--- START OF Selection ---
# Dutch pronouns



## Stéphane89

Hello, I have great difficulties to remember the Dutch pronouns and their meanings. Could anyone give me the translation of the missing pronouns and correct my mistakes please?

I = Ik
You = Je/Jij / (U)
He/She/It = Hij/Ze, Zij/Het, 't
We = We/Wij
You = Jullie / (U)
They = Ze, Zij

My = Mijn
Your = Je/Jou/Jouw / (Uw)
His/Her/Its = Zijn/Haar/ *???*
Our = Ons/Onze
Your = Je/Jou/Jouw / (Uw)
Their = Hun

Me = Me
You = Je/Jij / (Uw)
Him/Her/Its = *???*
Us = We/Wij
You = Je/Jij (Uw)
Them = *???*

Mine = *???*
Yours = *???*
His/Hers/Its = *???*
Ours = *???*
Yours = *???*
Theirs = *???*


----------



## optimistique

StefKE said:


> Hello, I have great difficulties to remember the Dutch pronouns and their meanings. Could anyone give me the translation of the missing pronouns and correct my mistakes please?


Hoi! Alsjeblieft! I have put in bold where I corrected or added something. Do you understand the concept of stressed and unstressed pronouns? 

Also note that '_ons'_ (notre) works like an adjective (compare notre=ons, nos=onze), where 'ons' gets an 'e' (thus becomes 'onze') when an adjective in that position would get the -e too.

I = Ik
You = Je/Jij / (U)
He/She/It = Hij/Ze, Zij/Het, 't
We = We/Wij
You = Jullie / (U)
--- END OF Selection ---
--- START OF Data section ---
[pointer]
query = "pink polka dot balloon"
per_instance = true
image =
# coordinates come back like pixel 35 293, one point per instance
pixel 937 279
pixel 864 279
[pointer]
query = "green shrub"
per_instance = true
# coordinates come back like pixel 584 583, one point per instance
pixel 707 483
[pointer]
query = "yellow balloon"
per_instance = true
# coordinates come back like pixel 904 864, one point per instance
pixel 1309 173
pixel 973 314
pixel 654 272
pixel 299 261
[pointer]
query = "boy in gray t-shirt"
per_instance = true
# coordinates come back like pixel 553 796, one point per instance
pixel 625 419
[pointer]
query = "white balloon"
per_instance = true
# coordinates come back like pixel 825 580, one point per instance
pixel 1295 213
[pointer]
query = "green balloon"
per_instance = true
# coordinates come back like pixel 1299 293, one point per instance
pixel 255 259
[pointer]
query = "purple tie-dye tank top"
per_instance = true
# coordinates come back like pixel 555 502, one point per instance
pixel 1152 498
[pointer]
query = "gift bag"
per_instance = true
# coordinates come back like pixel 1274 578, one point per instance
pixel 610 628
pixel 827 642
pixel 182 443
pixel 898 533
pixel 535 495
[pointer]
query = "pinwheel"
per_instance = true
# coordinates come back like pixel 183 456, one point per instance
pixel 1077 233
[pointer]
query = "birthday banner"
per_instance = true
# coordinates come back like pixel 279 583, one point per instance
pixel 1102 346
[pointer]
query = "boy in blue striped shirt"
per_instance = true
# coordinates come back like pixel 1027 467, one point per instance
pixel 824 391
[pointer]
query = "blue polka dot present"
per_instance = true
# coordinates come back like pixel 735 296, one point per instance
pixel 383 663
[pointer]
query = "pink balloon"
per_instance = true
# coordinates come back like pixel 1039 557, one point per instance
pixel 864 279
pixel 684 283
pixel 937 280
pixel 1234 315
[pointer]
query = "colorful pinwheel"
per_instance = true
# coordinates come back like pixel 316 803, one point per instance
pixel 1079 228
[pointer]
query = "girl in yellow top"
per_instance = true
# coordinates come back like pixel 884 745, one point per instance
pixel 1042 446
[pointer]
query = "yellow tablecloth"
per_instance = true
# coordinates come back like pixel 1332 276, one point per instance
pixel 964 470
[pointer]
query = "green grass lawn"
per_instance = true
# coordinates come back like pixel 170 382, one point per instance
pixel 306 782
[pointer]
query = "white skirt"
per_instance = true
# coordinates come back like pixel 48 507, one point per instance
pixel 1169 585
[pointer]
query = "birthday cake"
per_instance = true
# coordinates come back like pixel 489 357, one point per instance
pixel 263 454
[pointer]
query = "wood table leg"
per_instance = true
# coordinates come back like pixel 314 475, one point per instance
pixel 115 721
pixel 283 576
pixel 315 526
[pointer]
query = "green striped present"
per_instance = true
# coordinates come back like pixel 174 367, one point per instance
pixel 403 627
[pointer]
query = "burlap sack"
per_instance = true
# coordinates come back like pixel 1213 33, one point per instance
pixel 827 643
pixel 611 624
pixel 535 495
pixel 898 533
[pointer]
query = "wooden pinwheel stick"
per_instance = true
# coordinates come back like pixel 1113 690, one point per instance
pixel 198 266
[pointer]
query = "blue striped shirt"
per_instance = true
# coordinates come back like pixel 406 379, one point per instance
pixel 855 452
--- END OF Data section ---
> _Task brief_
Quote the forum thread on Dutch pronouns in full, word for word.

> _Answer to this exercise_
# Dutch pronouns



## Stéphane89

Hello, I have great difficulties to remember the Dutch pronouns and their meanings. Could anyone give me the translation of the missing pronouns and correct my mistakes please?

I = Ik
You = Je/Jij / (U)
He/She/It = Hij/Ze, Zij/Het, 't
We = We/Wij
You = Jullie / (U)
They = Ze, Zij

My = Mijn
Your = Je/Jou/Jouw / (Uw)
His/Her/Its = Zijn/Haar/ *???*
Our = Ons/Onze
Your = Je/Jou/Jouw / (Uw)
Their = Hun

Me = Me
You = Je/Jij / (Uw)
Him/Her/Its = *???*
Us = We/Wij
You = Je/Jij (Uw)
Them = *???*

Mine = *???*
Yours = *???*
His/Hers/Its = *???*
Ours = *???*
Yours = *???*
Theirs = *???*


----------



## optimistique

StefKE said:


> Hello, I have great difficulties to remember the Dutch pronouns and their meanings. Could anyone give me the translation of the missing pronouns and correct my mistakes please?


Hoi! Alsjeblieft! I have put in bold where I corrected or added something. Do you understand the concept of stressed and unstressed pronouns? 

Also note that '_ons'_ (notre) works like an adjective (compare notre=ons, nos=onze), where 'ons' gets an 'e' (thus becomes 'onze') when an adjective in that position would get the -e too.

I = Ik
You = Je/Jij / (U)
He/She/It = Hij/Ze, Zij/Het, 't
We = We/Wij
You = Jullie / (U)